INPUT RECORDS:
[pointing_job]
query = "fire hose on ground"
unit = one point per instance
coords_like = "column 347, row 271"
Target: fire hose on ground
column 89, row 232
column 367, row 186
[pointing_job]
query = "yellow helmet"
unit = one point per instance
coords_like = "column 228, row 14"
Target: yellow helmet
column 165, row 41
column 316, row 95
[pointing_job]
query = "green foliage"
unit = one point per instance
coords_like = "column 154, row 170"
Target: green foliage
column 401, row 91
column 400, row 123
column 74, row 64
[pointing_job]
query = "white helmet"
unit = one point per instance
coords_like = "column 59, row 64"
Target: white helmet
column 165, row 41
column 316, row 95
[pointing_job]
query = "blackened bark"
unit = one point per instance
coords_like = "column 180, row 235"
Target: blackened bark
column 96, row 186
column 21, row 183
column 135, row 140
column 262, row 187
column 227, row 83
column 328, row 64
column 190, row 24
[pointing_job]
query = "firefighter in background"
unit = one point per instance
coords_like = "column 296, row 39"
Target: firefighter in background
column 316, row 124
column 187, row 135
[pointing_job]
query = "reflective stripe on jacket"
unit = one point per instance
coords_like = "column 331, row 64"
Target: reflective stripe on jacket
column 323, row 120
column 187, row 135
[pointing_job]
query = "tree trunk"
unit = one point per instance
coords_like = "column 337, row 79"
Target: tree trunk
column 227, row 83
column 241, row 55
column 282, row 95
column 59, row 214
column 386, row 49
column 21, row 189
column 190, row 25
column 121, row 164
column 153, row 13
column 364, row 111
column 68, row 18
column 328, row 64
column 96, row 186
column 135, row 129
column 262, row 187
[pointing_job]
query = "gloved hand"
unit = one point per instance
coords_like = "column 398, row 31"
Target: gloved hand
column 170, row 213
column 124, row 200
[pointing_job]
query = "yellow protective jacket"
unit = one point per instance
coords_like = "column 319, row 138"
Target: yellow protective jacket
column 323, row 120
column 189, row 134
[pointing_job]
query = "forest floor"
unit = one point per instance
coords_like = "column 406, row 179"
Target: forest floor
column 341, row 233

==

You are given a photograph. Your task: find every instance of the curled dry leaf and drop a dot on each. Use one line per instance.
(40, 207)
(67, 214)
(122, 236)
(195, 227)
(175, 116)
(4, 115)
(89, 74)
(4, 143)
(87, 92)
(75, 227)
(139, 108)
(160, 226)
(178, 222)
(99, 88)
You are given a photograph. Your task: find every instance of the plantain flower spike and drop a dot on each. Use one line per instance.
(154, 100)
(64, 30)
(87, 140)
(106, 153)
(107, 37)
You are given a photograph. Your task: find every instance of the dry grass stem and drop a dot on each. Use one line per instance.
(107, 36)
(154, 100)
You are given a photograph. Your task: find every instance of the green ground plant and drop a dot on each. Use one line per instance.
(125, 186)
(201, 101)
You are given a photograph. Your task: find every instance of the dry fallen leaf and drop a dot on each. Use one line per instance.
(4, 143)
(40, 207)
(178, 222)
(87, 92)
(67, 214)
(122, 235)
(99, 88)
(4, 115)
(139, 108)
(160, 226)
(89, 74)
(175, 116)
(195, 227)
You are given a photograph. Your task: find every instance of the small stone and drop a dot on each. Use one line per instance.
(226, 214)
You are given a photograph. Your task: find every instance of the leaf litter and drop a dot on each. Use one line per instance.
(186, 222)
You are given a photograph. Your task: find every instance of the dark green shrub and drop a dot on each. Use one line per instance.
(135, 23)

--

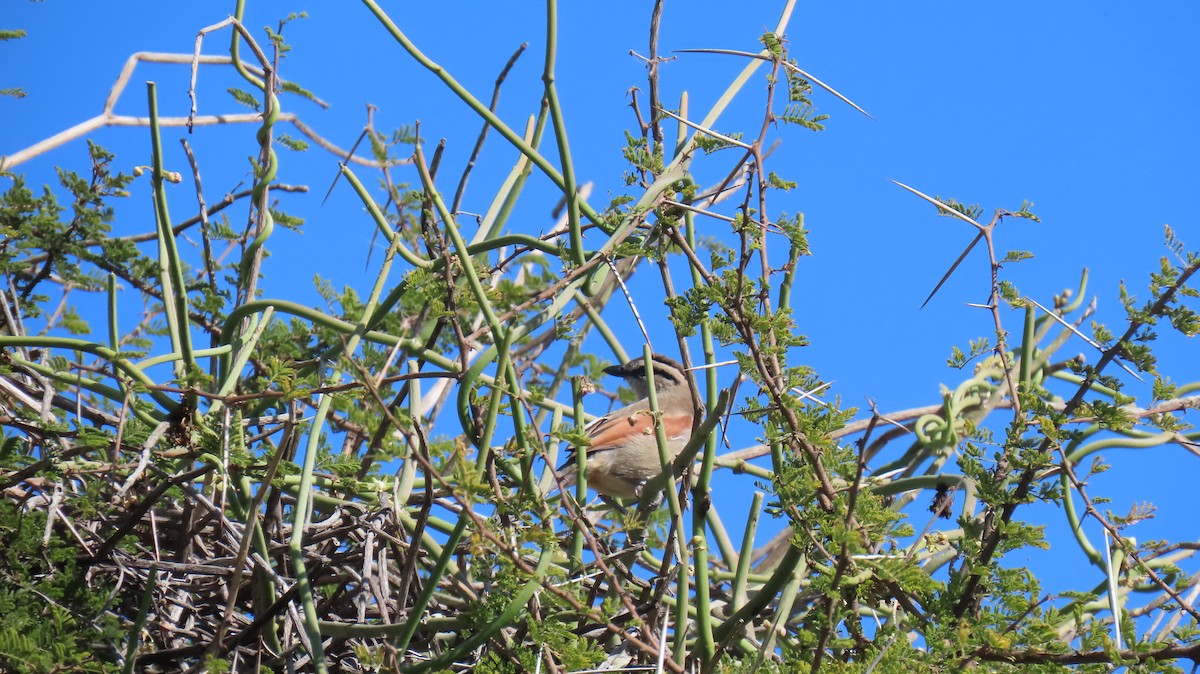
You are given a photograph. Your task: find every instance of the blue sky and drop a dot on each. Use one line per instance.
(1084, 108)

AIM: Pull out every line of the records above that contains the string "drop", matching case exactly.

RESULT OF THIS EXERCISE:
You are given a photograph. Your task: find every instance of the curled dry leaf and drop a dot on each. Use one line per instance.
You are given a photograph. Your task: find every instance of the plantain flower spike and drop a dot on each. Use one line per instance.
You are given a photograph. Your task: find every instance of the dry grass stem and drop a dot on each. Use one line per instance.
You are given a photograph. Your task: find every instance of the green ground plant and drop a dot on each. Use one line per instance.
You are given a photograph. Your task: find every instance of the dry fallen leaf and drop a dot on each. Use one line per instance.
You are given a photograph. Your task: find every instance of the small stone and drop a dot on each. Use one line per instance.
You are given a photograph. Your task: find every instance of the leaf litter and drop a dot on each. Use one line per instance.
You are given a photograph. Your task: find every instance of the dark green shrub and drop a dot on each. Use one line per instance.
You are given a photograph. Your task: find every instance of the blue sky and drop a dot on each. Use one line per instance.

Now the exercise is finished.